SOURCE RECORDS:

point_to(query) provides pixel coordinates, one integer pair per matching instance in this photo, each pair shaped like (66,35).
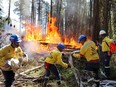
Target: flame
(34,33)
(52,32)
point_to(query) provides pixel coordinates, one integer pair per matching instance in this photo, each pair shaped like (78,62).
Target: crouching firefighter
(54,57)
(88,50)
(9,55)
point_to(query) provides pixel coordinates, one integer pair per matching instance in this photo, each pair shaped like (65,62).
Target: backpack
(112,46)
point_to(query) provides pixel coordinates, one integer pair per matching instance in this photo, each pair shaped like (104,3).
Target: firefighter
(54,57)
(88,50)
(105,52)
(8,53)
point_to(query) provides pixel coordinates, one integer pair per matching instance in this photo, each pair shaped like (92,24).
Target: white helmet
(102,32)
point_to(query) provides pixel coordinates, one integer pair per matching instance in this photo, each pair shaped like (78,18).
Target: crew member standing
(8,52)
(54,57)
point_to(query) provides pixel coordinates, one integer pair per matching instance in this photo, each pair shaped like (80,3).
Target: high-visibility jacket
(8,52)
(55,57)
(105,44)
(88,50)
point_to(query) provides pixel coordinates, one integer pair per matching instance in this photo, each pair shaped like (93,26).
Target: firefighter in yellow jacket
(88,50)
(6,53)
(105,52)
(54,57)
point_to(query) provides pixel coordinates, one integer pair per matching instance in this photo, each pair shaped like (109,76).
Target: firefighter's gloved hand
(69,66)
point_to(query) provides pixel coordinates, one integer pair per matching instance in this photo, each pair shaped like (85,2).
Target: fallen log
(29,70)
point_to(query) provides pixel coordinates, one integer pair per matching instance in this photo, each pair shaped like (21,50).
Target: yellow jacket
(88,50)
(106,41)
(56,57)
(8,52)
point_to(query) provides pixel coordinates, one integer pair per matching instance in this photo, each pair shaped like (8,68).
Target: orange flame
(53,36)
(34,33)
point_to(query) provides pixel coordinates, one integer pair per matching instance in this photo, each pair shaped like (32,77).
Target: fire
(53,36)
(33,33)
(52,32)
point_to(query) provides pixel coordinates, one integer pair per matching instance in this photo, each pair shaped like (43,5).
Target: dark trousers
(93,66)
(51,68)
(9,78)
(106,63)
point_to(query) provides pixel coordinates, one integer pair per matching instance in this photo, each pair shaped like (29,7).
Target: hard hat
(102,32)
(61,45)
(15,38)
(14,63)
(81,37)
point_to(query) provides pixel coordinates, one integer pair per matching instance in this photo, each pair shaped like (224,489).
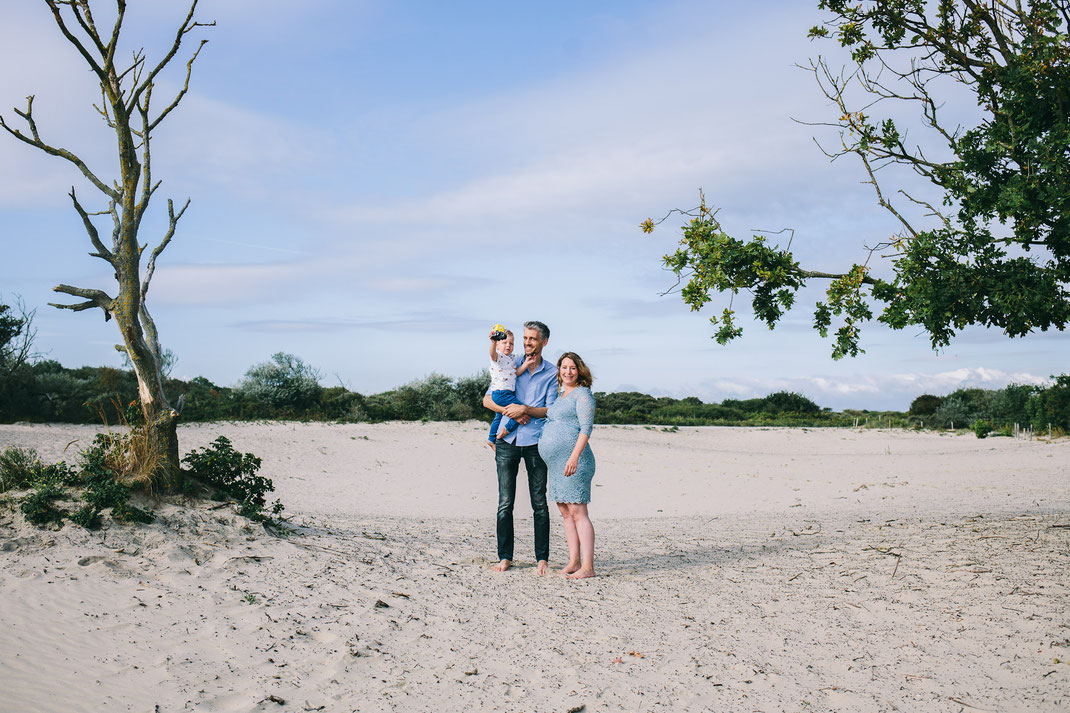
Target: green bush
(21,468)
(18,468)
(39,506)
(925,405)
(232,474)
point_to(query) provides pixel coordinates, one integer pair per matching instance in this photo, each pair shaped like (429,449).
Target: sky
(373,184)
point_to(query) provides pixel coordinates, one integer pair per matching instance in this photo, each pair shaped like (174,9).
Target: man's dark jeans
(507,457)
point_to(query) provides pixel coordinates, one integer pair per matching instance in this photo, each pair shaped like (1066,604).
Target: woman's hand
(571,466)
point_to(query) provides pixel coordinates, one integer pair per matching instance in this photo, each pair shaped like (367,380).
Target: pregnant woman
(570,465)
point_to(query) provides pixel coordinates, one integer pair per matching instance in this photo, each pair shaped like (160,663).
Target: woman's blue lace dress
(565,420)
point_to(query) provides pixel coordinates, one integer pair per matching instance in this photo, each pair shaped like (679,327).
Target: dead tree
(126,108)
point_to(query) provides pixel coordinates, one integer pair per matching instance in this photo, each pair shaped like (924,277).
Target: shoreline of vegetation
(286,388)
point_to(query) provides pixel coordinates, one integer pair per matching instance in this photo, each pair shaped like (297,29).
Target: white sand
(740,570)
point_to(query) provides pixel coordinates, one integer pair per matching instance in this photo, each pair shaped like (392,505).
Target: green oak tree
(992,244)
(126,106)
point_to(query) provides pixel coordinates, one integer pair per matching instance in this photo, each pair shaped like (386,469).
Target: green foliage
(781,408)
(88,517)
(925,405)
(1051,407)
(18,468)
(981,427)
(996,249)
(953,410)
(21,468)
(232,474)
(39,506)
(284,382)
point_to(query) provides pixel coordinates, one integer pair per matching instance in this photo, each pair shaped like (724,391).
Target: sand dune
(740,570)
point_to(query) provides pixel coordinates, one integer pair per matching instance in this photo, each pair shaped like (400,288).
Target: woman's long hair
(583,377)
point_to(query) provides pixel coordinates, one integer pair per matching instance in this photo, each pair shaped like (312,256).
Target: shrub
(982,427)
(18,468)
(784,401)
(925,405)
(233,475)
(284,382)
(952,410)
(39,506)
(1051,406)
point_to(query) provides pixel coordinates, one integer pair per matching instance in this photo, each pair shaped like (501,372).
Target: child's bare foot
(582,573)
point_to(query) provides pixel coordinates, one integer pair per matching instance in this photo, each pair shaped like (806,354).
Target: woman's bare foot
(582,573)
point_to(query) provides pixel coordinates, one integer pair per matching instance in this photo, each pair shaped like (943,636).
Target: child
(503,380)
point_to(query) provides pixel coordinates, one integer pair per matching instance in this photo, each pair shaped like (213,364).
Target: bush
(952,410)
(982,428)
(925,405)
(285,382)
(21,468)
(233,475)
(18,468)
(1051,406)
(39,506)
(784,401)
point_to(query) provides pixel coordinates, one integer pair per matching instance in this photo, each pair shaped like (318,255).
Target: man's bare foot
(582,573)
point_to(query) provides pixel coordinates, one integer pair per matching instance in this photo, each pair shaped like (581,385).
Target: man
(536,390)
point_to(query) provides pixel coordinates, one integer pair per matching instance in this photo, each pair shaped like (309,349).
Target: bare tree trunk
(125,97)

TASK ITEM: When you copy the entries above, reproduce each line exactly and leave out any pictures.

YOUR RESPONSE:
point_to(query) provides pixel coordinates, one integer pair per matching instance in this photo, each pair shaped like (66,35).
Target: flame
(34,33)
(52,32)
point_to(query) provides pixel coordinates, one integer pair per matching instance in this photo, each pair shaped like (78,62).
Target: crouching firefighter
(54,57)
(88,50)
(9,55)
point_to(query) provides pixel coordinates, one integer pair per matching instance in this photo, each pair shaped like (65,62).
Target: backpack
(112,46)
point_to(query) provides pixel coordinates, one integer pair per matching instance in this photo, each pair shaped like (104,3).
Target: firefighter
(54,57)
(88,50)
(105,52)
(8,53)
point_to(query) provides pixel coordinates, one integer pair per matching instance in this photo, each pair shaped like (92,24).
Target: white helmet
(102,32)
point_to(query) provides pixel coordinates, one integer pair per matching instance in this photo, each pair shaped like (78,18).
Target: crew member standing
(8,52)
(54,57)
point_to(query) provides pixel coordinates, one integer pair per matching instance in this photo, each pair shaped like (80,3).
Target: high-visibility jacket
(8,52)
(55,57)
(105,44)
(88,50)
point_to(query) provides pixel coordinates, one integer pair per matching instance in this photo, each pair shaped like (93,26).
Target: firefighter in yellow jacket
(88,50)
(6,53)
(105,52)
(54,57)
point_to(query) provides pixel coordinates, one integer pair per matching instance in this photo, each pair shaped like (109,76).
Target: firefighter's gloved hand
(69,66)
point_to(query) provides pixel coordinates, one integer pair per matching instance in this photo, each pair shaped like (85,2).
Target: fallen log
(29,70)
point_to(query) provides pixel coordinates, one integer pair per matching instance in this photo, each pair shaped like (21,50).
Target: yellow jacket
(88,50)
(106,41)
(56,57)
(8,52)
point_to(query) provides pixel coordinates, one integer pair per matching instance in this photo, each pair shaped like (8,68).
Target: orange flame
(53,36)
(34,33)
point_to(query) provides pixel coordinates, one integer pair per matching instance in this photo, each pair shaped like (32,77).
Target: fire
(53,36)
(33,33)
(52,32)
point_to(query) provides pixel coordinates, one integer pair per matching instance in this photo, each pair shaped like (43,5).
Target: dark trousers
(93,66)
(51,68)
(9,78)
(106,63)
point_to(query) provides pixel coordinates, one integer pair per matching instance in this photo, each pair shaped like (29,7).
Target: hard hat
(102,32)
(61,45)
(15,38)
(14,63)
(81,37)
point_to(query) provides pixel coordinates, one integer pair per matching instance in this photo, each pair shaped like (224,489).
Target: green bush
(21,468)
(18,468)
(39,506)
(925,405)
(232,474)
point_to(query) provides pixel coordinates, one integer pair per matching instance in this photo, each pair shaped like (429,449).
Target: sky
(373,184)
point_to(query) provides pixel coordinates, one integer pair per matching instance in this photo, each pair shaped like (174,9).
Target: man's dark jeans
(507,457)
point_to(query) provides pixel coordinates, one integer pair per matching instance in this photo, each pair shaped like (1066,604).
Target: woman's hand
(571,466)
point_to(query) provides pixel coordinates, one integer pair per matching instance in this photo, each pair shaped like (367,380).
Target: pregnant woman
(570,465)
point_to(query) provides pixel coordinates, one integer pair per matching instance in this photo, each pair shaped like (160,663).
Target: woman's blue lace dress
(565,420)
point_to(query) provides pixel coordinates, one integer pair per matching instance in this photo, each pair shaped like (679,327).
Target: dead tree
(126,108)
point_to(query) provides pixel coordinates, one integer pair per matching instance in this photo, each pair shaped like (924,277).
Target: shoreline of vegetation
(286,388)
point_to(query) provides pixel coordinates, one integer pair per matching instance in this photo, each pair shaped like (297,29).
Target: white sand
(740,570)
point_to(query) provides pixel coordinates, one integer pair per matching instance in this photo, each pair shaped like (392,505).
Target: green oak tree
(992,244)
(126,106)
point_to(query) provides pixel coordinates, one integer pair per matching instance in this photo, each pair shaped like (386,469).
Target: green foliage
(781,408)
(88,517)
(925,405)
(1051,407)
(18,468)
(981,427)
(996,249)
(953,410)
(21,468)
(232,474)
(39,506)
(284,382)
point_to(query) provides pixel coordinates, one integer pair per matching instance in this photo, each pair shaped like (724,391).
Target: sand dune
(740,570)
point_to(query) provides pixel coordinates, one integer pair per matching instance in this photo, each pair shaped like (400,288).
Target: woman's long hair
(583,377)
point_to(query) provides pixel coordinates, one integer pair per matching instance in this photo, each pair shaped like (312,256).
Target: shrub
(982,427)
(18,468)
(784,401)
(925,405)
(233,475)
(284,382)
(952,410)
(39,506)
(1051,406)
point_to(query) provides pixel coordinates, one integer pair per matching instance in this photo, each pair shaped like (501,372).
Target: child's bare foot
(582,573)
point_to(query) provides pixel coordinates, one integer pair per matching instance in this photo, each pair shaped like (806,354).
Target: woman's bare foot
(582,573)
point_to(query) provides pixel coordinates, one integer pair per matching instance in this photo, each pair shaped like (943,636).
Target: child
(503,380)
point_to(query) provides pixel coordinates, one integer pair per matching instance in this photo, each pair shaped like (213,364).
Target: bush
(952,410)
(982,428)
(925,405)
(285,382)
(21,468)
(233,475)
(18,468)
(1051,406)
(39,506)
(784,401)
point_to(query) provides pixel coordinates, one integer pair per matching instance in this photo, each pair shaped like (318,255).
Target: man's bare foot
(582,573)
point_to(query) provides pixel coordinates, one integer pair per matching instance in this photo, each pair shaped like (581,385).
Target: man
(536,390)
point_to(query) provides pixel coordinates, one integer pair per matching instance in this photo, each pair shaped like (309,349).
Target: bare tree trunk
(125,97)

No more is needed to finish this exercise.